Bounding-box records
◆ ◆ ◆ ◆ ◆

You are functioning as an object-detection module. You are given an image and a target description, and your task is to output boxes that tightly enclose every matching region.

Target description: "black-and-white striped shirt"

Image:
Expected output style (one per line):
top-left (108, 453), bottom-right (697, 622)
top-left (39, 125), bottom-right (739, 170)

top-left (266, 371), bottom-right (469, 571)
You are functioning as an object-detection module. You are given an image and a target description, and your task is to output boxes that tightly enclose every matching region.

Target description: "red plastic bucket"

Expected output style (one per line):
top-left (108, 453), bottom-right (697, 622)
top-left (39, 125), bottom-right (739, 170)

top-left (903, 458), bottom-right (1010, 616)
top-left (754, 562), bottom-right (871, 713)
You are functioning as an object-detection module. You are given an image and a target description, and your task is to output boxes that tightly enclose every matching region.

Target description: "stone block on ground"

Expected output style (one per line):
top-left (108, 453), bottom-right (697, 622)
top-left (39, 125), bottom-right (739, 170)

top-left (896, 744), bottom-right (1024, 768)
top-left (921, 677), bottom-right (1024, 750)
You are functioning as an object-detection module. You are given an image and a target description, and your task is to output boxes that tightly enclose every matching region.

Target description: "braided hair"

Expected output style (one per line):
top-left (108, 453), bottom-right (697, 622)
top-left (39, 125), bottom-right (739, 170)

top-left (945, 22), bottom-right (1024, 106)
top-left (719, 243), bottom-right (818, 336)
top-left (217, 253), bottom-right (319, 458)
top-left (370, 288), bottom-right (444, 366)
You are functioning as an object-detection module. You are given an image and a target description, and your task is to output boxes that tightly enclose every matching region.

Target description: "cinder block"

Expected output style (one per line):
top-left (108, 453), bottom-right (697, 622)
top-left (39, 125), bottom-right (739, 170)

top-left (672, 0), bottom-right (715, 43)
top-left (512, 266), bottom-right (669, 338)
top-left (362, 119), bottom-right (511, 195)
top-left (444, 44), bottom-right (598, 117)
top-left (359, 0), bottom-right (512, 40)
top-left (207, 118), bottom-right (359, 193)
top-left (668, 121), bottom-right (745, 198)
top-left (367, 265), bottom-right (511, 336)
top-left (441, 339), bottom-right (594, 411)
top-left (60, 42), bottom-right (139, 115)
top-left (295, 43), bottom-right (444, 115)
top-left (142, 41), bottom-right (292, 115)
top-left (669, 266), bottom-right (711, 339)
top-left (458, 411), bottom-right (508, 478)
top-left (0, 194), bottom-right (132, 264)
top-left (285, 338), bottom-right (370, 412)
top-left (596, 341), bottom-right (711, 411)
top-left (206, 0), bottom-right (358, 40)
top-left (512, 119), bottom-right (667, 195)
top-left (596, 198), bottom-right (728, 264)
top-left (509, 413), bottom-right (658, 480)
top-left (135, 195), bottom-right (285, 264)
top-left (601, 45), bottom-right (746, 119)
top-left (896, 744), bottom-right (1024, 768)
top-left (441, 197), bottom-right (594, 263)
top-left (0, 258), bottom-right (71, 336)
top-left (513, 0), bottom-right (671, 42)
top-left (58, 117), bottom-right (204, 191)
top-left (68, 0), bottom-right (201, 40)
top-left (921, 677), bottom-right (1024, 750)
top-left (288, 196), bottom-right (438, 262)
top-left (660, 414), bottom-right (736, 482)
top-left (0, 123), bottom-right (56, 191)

◆ ◆ ◆ ◆ ◆

## GOAL
Count the lines of the material that contain the string "block", with case counting, and give only the number.

## EXERCISE OUTPUT
2